→ **PASSAGE GIVEN**:
# Summer Vacation Spot - Jackson Hole?



## thebot (Sep 11, 2007)

My wife and I are considering going to Jackson Hole for a week or so this summer. We are trying to find a spot that will be a good mix of outdoor activities and relaxation. 

Has anyone been visited during summer? How are costs? 

Any other recommendations?


----------



## cbird (Oct 27, 2006)

You could find about as much a range in costs as most cities, but probably more expensive in July (avoid the area around the 4th - very busy). One option to consider is, rather than staying at Jackson Hole, go a couple of hours north to Yellowstone and stay at the Yellowstone Lodge - a lot of the outdoors to explore with a nice place to stay.


----------



## thebot (Sep 11, 2007)

Thanks for the response. After doing a little more research, I thought it might be good to split time between Jackson and Yellowstone. I will look into the Yellowstone Lodge as well.

→ **RAW DATA**:
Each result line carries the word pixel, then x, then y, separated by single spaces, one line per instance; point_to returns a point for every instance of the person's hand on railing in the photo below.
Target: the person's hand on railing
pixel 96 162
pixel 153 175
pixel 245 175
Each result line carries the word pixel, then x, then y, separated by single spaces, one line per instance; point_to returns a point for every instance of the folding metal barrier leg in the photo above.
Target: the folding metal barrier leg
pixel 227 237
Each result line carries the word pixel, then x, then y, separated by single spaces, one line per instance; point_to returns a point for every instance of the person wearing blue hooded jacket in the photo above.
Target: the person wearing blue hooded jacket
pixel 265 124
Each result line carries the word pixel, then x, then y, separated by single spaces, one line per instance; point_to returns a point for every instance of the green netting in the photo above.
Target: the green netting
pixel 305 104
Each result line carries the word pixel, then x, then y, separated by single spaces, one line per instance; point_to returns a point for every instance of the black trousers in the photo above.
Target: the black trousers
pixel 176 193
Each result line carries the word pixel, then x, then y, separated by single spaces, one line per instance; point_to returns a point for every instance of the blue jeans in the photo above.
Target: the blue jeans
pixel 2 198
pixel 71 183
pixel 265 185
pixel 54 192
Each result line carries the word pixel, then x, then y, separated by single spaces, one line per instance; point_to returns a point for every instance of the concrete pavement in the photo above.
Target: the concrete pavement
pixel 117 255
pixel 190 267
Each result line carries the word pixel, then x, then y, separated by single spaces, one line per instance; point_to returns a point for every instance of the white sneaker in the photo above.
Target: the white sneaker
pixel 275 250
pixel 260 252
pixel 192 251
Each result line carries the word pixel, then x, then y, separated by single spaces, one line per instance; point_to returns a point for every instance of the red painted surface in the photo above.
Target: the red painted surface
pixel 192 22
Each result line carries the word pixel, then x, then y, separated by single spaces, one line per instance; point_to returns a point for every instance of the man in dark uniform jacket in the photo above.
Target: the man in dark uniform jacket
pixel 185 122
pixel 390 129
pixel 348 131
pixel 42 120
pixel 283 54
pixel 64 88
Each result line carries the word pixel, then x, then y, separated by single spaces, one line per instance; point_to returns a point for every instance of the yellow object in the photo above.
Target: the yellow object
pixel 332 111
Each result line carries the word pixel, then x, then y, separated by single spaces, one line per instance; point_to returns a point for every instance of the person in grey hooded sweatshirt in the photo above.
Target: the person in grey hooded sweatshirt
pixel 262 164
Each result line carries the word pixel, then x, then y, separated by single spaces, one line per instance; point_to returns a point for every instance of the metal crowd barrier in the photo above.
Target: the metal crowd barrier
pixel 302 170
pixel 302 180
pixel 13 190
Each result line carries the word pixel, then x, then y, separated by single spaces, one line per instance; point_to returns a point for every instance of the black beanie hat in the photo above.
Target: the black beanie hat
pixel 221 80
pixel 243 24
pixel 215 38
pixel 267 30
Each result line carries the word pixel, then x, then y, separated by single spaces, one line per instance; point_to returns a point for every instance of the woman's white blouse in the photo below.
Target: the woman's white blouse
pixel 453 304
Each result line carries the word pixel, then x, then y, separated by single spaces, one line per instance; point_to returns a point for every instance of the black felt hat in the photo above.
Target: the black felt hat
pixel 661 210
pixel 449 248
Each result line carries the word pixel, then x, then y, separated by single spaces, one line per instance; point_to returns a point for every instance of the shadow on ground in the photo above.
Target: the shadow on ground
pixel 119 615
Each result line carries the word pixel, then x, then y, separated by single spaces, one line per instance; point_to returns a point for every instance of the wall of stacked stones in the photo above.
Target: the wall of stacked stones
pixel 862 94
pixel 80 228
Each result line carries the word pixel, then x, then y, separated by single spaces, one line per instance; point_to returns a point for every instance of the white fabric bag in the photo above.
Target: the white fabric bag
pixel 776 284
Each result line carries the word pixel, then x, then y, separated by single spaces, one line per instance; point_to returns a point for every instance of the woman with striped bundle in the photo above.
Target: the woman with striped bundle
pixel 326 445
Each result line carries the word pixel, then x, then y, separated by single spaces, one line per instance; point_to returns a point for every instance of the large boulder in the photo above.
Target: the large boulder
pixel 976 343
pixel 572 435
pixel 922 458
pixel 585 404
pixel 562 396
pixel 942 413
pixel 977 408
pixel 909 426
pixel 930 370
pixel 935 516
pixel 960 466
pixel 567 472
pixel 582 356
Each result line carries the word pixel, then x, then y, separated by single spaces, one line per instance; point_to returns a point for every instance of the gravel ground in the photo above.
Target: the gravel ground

→ **WHAT THIS EXERCISE ASKS**:
- a) In the Jackson Hole thread, which part of July does the reply from cbird say to avoid?
- b) Extend the Jackson Hole thread by writing the post that comes after its final reply.
The entries that accompany the Jackson Hole thread were taken from a separate source.

→ **PER-TASK OUTPUTS**:
- a) The area around the 4th, because it is very busy.

- b)
cbird said:


> You could find about as much a range in costs as most cities, but probably more expensive in July (avoid the area around the 4th - very busy). One option to consider is, rather than staying at Jackson Hole, go a couple of hours north to Yellowstone and stay at the Yellowstone Lodge - a lot of the outdoors to explore with a nice place to stay.


----------



## cbird (Oct 27, 2006)

Other places to consider out there would be Driggs, Idaho (just across the Teton Pass from Jackson Hole) - a much smaller town, still with the fantastic Teton scenery. Consider doing a glider ride at the airport, to get better views of the Tetons with a little adventure. It's only half an hour to Jackson, if you want more restaurants, yet more relaxed and rustic. Another nice place is the Chico hot springs in nearby Montana.


----------



## eyedoc2180 (Nov 19, 2006)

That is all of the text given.